- **JOBS**
• A. Translate this sentence from the pastry interview below into Spanish: "His trust and encouragement were hugely important."
• B. In the pastry interview below, list every word or phrase the speaker uses to describe how the dishes changed while working within multi-course desserts.

- **READING TEXT**
* * * * * * * * *

The thing I loved the most about the various tasting menus, was the freedom for spontaneity that I had. There was a sort of fearless creative energy present for a few years in our corner of the kitchen and carte blanche to do whatever it took to carry the guests to the next level. Working within the vocabulary of multi-course desserts, my dishes became smaller, tighter, and more focused. Because so much of our output consisted of one-offs, or simply never saw a printed menu, my only regret is not having properly documented a lot of that stuff!

I still maintain a great friendship with Takashi; his influence will always be impossible to quantify. His trust and encouragement were hugely important. When I hear these stories from pastry chefs who don’t get along with their chefs, I’m mystified, because I’ve luckily always found that mutual respect. Overall, the crucial aspect of that relationship was that I understood what he was doing, and in turn worked toward a perfect transition for the desserts that followed. And all egos aside, that should the primary goal of all restaurant pastry chefs.

And of no small importance, I happened to have met my wife at Tribute!

TN: When we first met, it was around the time of the Spanish Pastry Explosion/Pastry Explosion in general. Did the tasting menu format of those restaurants influence you?

* * * * * * * * *

- **INFORMATION SHOWN**
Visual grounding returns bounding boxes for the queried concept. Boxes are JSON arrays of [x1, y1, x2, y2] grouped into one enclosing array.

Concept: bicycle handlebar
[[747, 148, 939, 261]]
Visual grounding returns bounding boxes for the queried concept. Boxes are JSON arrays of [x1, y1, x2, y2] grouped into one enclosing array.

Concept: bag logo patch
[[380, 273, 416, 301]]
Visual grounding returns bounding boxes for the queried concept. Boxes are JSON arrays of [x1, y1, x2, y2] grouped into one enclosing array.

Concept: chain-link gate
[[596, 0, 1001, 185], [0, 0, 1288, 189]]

* * * * * * * * *

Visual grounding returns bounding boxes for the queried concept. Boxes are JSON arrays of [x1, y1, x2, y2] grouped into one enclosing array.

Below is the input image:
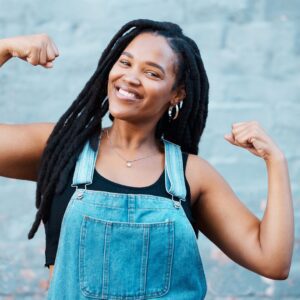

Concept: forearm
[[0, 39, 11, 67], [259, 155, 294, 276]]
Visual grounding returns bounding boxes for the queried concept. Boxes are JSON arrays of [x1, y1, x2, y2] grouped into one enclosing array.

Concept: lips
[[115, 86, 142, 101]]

* * * * * * * * *

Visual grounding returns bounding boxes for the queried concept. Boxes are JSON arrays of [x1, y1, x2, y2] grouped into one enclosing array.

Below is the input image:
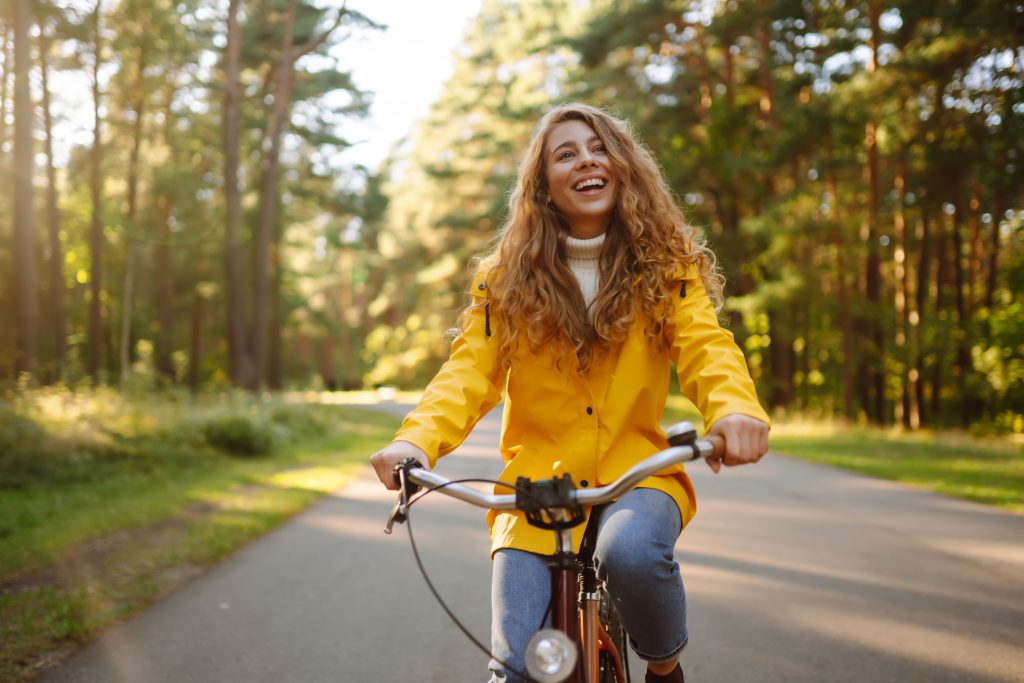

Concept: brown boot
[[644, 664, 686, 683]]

* * * * * * * * *

- **WRITTEN RESPONSES**
• A. Su confianza y su aliento fueron enormemente importantes.

• B.
- smaller
- tighter
- more focused